Assignment: Pick up the chili and cinnamon roll recipe below from its last sentence and continue it.

Passage for review:
Join Chris LaMoreaux, a church secretary for 37 years, as she shares loads of hospitality encouragement starting with her time as a mom with children at home. From the blessing of meals after life-changing events like welcoming a new baby or recovering from surgery to cooking disasters while pregnant, Chris shares stories that will inspire and make you laugh. You'll hear of a unique flavor combination that is sure to please all ages. Plus she shares thoughts on the convenience of grocery delivery and some practical tips on reducing stress in the kitchen so you can be ready to welcome guests when they arrive. We're so glad you're here!
Chili and Cinnamon Rolls
Chili:
Make your family's favorite recipe! Chris has started to use the Instant Pot. Look up instructions online or see the link to the cookbook below. You can even cook dried beans first in the Instant Pot and then make the rest of your chili.
Cinnamon Rolls
Submitted by Chris LaMoreaux
This is from Ethel Kalb who used to be the grade-school cook when Mark went to Farmin School in Sandpoint. They had these rolls on Thursday with bowls of chili and butter sandwiches. These are by far the best. You can't skimp on the sugar and butter.
Rolls:
3 cups lukewarm water
⅔ cup sugar
1 ½ teaspoons salt
2 packages of yeast
2 eggs
⅔ cup soft shortening or softened butter
1 teaspoon vanilla
Flour for soft dough
½ teaspoon nutmeg
Cinnamon
Sugar
Butter
Icing:
2 cups powdered sugar
1 teaspoon vanilla
Pinch salt
Warm water to spreading consistency
Directions:
1. Into large bowl, put the water, sugar and salt. Add yeast and stir until dissolved. Add eggs and shortening and vanilla. Mix well and add flour and nutmeg. Knead until smooth, adding flour as needed. Let rise until double in bulk, about 30 minutes.

Given records:

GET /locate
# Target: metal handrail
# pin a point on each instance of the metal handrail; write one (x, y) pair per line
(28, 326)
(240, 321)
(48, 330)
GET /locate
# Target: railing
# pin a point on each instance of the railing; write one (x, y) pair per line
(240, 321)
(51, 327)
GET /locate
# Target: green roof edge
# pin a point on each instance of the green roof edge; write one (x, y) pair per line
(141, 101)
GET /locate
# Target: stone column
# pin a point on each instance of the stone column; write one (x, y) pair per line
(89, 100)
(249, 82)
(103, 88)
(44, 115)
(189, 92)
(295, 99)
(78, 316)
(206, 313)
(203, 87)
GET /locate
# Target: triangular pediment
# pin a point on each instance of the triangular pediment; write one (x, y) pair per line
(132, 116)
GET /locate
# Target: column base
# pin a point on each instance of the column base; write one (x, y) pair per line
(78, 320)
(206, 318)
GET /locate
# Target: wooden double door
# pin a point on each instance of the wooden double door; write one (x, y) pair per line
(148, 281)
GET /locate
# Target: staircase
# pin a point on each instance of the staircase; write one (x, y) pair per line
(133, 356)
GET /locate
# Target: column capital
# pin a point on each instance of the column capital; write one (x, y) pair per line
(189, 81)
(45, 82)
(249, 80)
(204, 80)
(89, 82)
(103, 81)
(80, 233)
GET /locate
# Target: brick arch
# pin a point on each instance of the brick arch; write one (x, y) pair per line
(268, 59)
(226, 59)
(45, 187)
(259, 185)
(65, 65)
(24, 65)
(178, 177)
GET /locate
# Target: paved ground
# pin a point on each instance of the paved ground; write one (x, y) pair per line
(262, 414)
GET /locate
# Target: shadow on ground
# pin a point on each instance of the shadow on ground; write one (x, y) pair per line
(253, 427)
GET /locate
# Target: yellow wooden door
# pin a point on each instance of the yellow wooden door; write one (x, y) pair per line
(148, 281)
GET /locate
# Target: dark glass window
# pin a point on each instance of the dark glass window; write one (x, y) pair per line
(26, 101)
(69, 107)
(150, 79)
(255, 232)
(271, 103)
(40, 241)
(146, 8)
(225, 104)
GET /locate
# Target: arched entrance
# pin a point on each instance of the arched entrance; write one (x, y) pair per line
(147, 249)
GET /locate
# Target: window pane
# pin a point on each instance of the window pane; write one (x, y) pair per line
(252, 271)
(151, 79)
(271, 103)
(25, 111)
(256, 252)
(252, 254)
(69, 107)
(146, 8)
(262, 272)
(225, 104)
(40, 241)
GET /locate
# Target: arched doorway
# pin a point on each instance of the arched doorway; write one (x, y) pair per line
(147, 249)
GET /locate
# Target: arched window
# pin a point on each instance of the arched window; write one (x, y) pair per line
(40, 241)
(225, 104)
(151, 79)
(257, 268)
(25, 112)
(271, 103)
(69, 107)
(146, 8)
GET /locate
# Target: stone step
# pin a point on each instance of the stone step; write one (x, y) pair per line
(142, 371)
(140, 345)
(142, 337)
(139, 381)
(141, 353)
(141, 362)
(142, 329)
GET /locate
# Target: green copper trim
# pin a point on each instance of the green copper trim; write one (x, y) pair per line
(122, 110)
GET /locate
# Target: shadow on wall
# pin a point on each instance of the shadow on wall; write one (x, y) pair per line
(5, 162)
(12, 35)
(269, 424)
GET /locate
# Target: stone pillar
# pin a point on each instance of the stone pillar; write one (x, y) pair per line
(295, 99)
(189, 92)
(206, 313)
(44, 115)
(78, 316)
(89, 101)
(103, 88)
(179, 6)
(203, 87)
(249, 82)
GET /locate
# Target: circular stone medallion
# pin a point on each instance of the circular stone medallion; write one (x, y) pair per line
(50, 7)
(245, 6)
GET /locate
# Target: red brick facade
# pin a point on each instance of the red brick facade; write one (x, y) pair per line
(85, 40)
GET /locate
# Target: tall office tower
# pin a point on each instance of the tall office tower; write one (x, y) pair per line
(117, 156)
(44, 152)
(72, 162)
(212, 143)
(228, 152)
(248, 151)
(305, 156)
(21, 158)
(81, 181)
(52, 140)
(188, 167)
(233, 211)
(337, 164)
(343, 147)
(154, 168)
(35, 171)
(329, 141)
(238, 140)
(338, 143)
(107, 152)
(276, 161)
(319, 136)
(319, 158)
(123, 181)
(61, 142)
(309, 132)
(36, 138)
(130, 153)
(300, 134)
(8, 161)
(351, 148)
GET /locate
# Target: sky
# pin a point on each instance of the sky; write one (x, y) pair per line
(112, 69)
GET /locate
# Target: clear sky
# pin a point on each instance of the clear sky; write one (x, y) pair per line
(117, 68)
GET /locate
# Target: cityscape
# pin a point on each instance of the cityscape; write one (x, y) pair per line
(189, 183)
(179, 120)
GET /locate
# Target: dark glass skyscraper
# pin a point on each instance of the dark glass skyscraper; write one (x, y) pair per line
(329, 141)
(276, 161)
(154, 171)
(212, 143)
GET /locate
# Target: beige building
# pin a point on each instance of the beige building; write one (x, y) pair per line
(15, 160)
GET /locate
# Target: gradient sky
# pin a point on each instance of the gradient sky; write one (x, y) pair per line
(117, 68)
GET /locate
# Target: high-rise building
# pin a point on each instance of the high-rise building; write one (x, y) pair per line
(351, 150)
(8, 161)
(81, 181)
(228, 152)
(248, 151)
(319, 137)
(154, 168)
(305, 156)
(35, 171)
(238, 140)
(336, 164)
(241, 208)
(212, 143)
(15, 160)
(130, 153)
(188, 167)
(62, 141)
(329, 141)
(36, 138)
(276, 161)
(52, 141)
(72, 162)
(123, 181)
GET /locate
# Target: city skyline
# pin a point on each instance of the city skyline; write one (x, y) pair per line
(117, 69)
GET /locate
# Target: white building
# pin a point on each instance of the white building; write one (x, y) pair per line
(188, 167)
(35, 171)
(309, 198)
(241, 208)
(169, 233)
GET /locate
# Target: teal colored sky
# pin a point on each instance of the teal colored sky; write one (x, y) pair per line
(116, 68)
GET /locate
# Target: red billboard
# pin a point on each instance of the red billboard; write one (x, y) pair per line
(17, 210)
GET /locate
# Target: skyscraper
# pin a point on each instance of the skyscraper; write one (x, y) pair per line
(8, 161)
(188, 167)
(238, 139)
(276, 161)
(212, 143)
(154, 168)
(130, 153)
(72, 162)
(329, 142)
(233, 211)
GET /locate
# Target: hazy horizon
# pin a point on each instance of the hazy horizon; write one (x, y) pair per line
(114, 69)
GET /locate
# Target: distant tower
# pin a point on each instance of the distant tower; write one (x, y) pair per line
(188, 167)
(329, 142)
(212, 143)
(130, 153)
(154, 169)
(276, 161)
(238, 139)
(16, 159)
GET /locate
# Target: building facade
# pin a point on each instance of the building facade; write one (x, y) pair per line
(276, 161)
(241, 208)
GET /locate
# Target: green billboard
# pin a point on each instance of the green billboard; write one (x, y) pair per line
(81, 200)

Expected output:
2. Punch down and let rise again. Roll ½ dough, butter well and sprinkle evenly with mixture of cinnamon and sugar, and a pinch of salt. Cut and place in greased pan. Let rise until light. Bake at 375° for 25 minutes. Ice after slightly cooled.
Bonus Recipe:
Baguette Bread
Ingredients:
1 ½ cups warm water
1 tablespoon kosher salt
1 tablespoon sugar
1 tablespoon olive oil
1 tablespoon yeast
4 cups flour
Directions:
1. Mix all ingredients except 3 cups of flour together until dissolved in KitchenAid. Gradually add the last 3 cups while the mixer is going. Switch to the dough hook, and knead on low for 5 to 10 minutes. Remove the dough hook, coat the dough in oil, place a plate over the mixing bowl and let rise until double.
2. Dump onto a well-floured board, cut in half and flatten each half into a small rectangle. Roll up into a baguette, sealing the edges with a little water. Place both loaves in the baguette pan, cover with a towel, score the top with three or four scores, and rise for another 20 minutes or so.
3. Heat oven to 450° with a small pan like a cake pan with a half a cup of water on the bottom rack. Bake in the steamy oven in the middle rack above the water pan for 15 minutes until golden. Remove from oven and dump loaves on cooling rack.